Extracted data ▸
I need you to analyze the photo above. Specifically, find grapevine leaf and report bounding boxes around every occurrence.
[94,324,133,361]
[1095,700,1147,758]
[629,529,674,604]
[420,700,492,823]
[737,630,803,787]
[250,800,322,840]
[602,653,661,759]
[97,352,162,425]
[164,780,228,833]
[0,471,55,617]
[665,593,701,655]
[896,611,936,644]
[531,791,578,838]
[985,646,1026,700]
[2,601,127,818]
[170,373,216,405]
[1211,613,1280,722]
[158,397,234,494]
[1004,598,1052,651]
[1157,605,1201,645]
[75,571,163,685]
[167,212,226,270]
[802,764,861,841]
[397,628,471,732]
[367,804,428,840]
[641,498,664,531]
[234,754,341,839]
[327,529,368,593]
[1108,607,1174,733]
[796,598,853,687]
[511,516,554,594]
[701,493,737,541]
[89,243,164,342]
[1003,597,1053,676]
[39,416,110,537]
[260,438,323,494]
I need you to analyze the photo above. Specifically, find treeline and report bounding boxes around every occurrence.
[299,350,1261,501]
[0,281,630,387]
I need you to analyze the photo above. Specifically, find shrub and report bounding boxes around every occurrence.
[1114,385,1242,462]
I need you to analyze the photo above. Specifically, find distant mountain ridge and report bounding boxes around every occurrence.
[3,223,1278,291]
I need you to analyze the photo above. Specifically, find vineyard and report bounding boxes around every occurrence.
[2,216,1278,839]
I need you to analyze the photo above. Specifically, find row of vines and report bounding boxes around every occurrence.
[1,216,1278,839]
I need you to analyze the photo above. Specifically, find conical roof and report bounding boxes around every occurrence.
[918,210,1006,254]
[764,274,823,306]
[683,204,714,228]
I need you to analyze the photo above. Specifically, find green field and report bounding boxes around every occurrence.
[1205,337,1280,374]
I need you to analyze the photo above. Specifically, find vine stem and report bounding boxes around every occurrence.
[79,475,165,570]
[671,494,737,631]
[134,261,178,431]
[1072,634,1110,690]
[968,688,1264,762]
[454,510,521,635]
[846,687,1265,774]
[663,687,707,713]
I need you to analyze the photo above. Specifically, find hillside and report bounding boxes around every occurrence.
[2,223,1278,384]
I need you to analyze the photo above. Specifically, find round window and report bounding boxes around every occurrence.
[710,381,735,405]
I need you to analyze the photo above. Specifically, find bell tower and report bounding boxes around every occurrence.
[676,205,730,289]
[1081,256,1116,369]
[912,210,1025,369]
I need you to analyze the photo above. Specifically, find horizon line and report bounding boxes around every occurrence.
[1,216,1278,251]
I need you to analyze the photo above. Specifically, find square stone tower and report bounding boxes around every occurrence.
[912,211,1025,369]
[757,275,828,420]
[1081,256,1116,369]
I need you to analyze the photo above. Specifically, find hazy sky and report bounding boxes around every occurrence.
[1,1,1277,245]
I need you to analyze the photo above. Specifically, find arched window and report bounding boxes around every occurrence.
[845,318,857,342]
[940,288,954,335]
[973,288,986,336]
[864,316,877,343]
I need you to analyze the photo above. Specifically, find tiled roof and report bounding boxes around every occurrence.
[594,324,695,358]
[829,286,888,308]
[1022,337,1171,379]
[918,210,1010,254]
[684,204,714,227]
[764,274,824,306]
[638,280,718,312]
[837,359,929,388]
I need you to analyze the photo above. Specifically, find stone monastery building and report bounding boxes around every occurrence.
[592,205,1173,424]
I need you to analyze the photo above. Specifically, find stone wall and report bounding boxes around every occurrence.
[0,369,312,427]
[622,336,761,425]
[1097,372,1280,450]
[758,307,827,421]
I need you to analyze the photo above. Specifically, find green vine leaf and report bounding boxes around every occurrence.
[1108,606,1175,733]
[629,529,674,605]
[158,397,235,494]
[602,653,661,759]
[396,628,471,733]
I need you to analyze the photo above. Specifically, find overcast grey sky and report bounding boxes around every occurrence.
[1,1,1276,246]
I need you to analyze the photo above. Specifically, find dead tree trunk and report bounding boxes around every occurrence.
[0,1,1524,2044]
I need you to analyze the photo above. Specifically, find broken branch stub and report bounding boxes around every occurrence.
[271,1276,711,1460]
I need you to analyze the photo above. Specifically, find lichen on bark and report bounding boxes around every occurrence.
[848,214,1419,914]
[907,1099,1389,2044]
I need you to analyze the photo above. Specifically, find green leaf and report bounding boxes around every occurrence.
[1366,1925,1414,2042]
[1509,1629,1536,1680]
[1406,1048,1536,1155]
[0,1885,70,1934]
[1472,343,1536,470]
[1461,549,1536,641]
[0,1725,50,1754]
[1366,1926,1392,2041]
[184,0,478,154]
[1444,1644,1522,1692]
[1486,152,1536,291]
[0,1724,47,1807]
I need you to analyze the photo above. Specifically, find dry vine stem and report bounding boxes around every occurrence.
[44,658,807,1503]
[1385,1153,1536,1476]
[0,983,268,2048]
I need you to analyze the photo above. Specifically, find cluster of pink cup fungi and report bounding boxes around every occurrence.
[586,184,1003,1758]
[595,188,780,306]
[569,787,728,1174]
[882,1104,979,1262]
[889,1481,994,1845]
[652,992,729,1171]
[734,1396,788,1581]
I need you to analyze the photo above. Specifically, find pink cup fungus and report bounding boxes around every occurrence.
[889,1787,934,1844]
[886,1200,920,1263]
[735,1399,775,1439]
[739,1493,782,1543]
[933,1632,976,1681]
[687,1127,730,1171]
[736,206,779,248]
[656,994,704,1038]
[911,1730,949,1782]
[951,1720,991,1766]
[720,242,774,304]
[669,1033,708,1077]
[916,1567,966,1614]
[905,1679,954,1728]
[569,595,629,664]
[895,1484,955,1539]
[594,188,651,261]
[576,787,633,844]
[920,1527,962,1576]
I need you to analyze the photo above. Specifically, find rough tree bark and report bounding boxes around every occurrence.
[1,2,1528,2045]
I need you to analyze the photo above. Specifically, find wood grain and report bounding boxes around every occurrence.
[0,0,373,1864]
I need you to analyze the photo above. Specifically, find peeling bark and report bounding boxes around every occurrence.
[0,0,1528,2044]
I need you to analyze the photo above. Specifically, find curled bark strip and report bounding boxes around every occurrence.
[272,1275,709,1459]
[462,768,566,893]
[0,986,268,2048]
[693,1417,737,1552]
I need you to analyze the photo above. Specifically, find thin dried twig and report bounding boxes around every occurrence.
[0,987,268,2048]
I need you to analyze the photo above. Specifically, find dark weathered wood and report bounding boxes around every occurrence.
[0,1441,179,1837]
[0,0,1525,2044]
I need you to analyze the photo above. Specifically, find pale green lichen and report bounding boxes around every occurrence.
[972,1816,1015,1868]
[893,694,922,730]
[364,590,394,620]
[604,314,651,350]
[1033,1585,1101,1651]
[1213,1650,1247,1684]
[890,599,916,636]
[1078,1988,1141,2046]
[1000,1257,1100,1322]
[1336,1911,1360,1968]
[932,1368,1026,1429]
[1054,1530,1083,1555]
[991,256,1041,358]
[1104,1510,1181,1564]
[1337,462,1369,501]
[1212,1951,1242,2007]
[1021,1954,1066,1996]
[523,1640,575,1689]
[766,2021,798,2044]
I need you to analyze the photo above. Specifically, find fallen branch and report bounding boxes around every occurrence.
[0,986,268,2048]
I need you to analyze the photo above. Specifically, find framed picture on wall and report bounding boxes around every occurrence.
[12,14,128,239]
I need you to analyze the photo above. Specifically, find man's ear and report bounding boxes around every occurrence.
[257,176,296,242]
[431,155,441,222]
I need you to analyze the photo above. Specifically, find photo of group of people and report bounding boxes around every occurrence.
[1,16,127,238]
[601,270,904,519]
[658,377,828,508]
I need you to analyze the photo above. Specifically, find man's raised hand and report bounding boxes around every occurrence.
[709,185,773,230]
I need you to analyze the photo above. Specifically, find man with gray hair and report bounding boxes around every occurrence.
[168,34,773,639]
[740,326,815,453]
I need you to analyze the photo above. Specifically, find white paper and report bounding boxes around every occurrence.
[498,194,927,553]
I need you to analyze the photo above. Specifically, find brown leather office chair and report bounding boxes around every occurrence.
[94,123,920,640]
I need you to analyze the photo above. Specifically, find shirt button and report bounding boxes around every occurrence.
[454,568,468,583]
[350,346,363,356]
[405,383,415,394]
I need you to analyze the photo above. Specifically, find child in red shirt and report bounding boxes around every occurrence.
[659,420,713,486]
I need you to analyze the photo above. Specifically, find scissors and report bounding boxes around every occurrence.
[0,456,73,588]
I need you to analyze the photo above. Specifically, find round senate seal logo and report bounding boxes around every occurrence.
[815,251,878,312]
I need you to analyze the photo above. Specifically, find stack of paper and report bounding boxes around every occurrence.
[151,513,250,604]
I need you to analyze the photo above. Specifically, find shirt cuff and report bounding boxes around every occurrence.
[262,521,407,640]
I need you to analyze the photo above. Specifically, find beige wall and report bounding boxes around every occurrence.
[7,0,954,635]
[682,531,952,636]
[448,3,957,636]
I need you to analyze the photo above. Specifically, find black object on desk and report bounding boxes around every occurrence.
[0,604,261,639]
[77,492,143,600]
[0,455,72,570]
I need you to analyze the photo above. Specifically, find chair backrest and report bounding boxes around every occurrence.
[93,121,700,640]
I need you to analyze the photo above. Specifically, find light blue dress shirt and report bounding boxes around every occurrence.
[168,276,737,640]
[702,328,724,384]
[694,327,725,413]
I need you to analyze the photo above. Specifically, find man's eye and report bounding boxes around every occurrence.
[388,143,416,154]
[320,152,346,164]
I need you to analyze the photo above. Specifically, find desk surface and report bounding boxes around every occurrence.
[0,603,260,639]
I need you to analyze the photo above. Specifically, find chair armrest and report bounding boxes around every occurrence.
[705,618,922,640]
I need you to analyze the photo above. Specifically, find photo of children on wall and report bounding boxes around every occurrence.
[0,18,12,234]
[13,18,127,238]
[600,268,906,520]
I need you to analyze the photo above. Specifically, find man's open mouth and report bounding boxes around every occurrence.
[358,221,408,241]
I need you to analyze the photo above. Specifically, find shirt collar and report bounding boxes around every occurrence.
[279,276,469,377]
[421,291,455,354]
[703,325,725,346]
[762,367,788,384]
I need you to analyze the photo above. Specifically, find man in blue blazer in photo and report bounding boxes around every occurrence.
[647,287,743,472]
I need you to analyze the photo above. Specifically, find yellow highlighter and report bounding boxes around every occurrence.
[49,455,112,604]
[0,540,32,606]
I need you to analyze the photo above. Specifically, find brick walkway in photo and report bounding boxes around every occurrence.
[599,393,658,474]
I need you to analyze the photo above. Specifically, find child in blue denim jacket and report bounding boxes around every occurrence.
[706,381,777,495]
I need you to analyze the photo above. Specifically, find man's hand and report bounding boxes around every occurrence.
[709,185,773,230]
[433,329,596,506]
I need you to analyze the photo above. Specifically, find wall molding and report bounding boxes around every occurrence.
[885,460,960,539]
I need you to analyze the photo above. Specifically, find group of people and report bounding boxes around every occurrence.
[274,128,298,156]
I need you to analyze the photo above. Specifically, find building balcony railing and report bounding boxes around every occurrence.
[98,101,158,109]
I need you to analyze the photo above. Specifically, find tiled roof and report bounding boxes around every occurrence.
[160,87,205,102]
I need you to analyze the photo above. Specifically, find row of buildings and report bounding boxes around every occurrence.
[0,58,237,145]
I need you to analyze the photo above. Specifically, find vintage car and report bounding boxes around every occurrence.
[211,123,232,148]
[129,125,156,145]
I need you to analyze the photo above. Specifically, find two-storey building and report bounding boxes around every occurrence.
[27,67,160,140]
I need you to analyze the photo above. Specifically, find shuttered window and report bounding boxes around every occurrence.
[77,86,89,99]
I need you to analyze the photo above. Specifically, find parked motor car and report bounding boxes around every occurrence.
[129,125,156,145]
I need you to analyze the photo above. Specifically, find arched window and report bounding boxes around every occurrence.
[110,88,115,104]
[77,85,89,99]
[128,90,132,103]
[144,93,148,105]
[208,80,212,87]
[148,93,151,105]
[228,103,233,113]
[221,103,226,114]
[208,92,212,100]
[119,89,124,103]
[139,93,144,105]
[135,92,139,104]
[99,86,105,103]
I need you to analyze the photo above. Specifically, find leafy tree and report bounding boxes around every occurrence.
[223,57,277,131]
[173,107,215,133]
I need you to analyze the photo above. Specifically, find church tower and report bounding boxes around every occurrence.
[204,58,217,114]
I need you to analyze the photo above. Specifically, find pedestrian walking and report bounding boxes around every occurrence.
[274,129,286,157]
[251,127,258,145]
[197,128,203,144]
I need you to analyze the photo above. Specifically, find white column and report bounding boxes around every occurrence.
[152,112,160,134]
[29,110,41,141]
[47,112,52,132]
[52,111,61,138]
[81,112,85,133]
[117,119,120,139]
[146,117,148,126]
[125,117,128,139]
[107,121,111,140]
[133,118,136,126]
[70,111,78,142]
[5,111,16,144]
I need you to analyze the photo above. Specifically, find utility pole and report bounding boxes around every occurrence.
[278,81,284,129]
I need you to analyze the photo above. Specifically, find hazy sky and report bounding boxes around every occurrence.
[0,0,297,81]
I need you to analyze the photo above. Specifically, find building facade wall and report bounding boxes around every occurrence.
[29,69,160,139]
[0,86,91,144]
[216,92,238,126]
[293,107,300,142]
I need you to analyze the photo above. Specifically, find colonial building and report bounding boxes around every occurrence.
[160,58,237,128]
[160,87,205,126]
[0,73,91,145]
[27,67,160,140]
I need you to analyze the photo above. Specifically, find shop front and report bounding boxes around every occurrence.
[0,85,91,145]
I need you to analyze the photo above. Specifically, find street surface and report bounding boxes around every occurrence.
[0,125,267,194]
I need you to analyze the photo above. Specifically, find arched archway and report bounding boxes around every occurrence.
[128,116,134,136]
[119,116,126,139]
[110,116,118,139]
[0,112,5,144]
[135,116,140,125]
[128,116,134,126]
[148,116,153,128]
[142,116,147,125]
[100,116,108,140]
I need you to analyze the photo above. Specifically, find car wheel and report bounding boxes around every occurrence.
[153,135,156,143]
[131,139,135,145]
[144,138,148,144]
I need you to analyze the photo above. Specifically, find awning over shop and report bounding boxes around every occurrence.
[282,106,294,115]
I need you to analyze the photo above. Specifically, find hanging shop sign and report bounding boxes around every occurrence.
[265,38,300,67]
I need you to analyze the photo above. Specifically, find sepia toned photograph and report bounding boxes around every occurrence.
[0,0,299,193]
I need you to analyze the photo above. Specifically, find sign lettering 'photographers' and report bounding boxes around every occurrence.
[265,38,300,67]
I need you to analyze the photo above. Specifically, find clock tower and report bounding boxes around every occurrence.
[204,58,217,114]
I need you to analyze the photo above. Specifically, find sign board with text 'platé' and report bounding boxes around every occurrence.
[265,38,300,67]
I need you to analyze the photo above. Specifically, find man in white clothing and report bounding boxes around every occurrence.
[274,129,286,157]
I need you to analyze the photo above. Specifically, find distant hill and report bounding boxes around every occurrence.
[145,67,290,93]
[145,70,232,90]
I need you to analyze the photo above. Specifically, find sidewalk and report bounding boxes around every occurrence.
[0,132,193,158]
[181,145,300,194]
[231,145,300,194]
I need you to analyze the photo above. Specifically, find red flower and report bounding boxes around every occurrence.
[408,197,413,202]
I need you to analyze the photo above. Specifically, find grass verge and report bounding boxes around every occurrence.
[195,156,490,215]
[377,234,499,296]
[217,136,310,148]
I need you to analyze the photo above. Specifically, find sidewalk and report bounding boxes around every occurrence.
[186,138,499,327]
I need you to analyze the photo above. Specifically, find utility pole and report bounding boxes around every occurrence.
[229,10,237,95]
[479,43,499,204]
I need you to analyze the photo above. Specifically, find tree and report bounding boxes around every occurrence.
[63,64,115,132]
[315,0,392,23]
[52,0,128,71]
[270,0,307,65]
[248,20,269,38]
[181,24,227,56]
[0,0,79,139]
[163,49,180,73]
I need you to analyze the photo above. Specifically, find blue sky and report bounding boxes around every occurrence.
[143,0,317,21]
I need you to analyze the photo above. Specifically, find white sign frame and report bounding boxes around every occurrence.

What to do ▸ In the records above, copy exactly the lines from the one that contains "hill and report bounding boxes around every occurrence." through the last, and nothing else.

Solution to this problem ▸
I need you to analyze the photo above. Specifically, find distant hill and report bounding boxes around every occurrence.
[145,67,290,93]
[145,70,232,90]
I need you to analyze the photo above. Specifically, find sidewalk and report bounding boxes around every occurrence.
[0,132,193,158]
[181,145,300,194]
[231,145,300,194]
I need you to analyze the photo above. Specifically, find red flower and report bounding boxes around every occurrence.
[408,197,413,202]
I need you to analyze the photo above. Specifically, find grass verge and report bounding boxes around every occurrence.
[195,156,490,215]
[377,234,499,296]
[217,136,310,148]
I need you to analyze the photo above. Specifically, find sidewalk and report bounding boxes around every occurrence.
[186,138,499,327]
I need you to analyze the photo above. Specifically, find utility pole and report bounding boxes around every occurrence.
[229,10,237,95]
[479,43,499,204]
I need you to analyze the photo above. Specifically, find tree and report bounding boxes around every occurrence.
[63,64,115,132]
[315,0,392,23]
[52,0,128,71]
[270,0,307,65]
[248,20,269,38]
[181,24,227,56]
[0,0,79,139]
[163,49,180,73]
I need you to analyze the photo above. Specifically, find blue sky and report bounding boxes around every occurrence.
[143,0,317,21]
I need you to analyze the photo above. Specifically, find white sign frame and report bounding boxes around every occurrence.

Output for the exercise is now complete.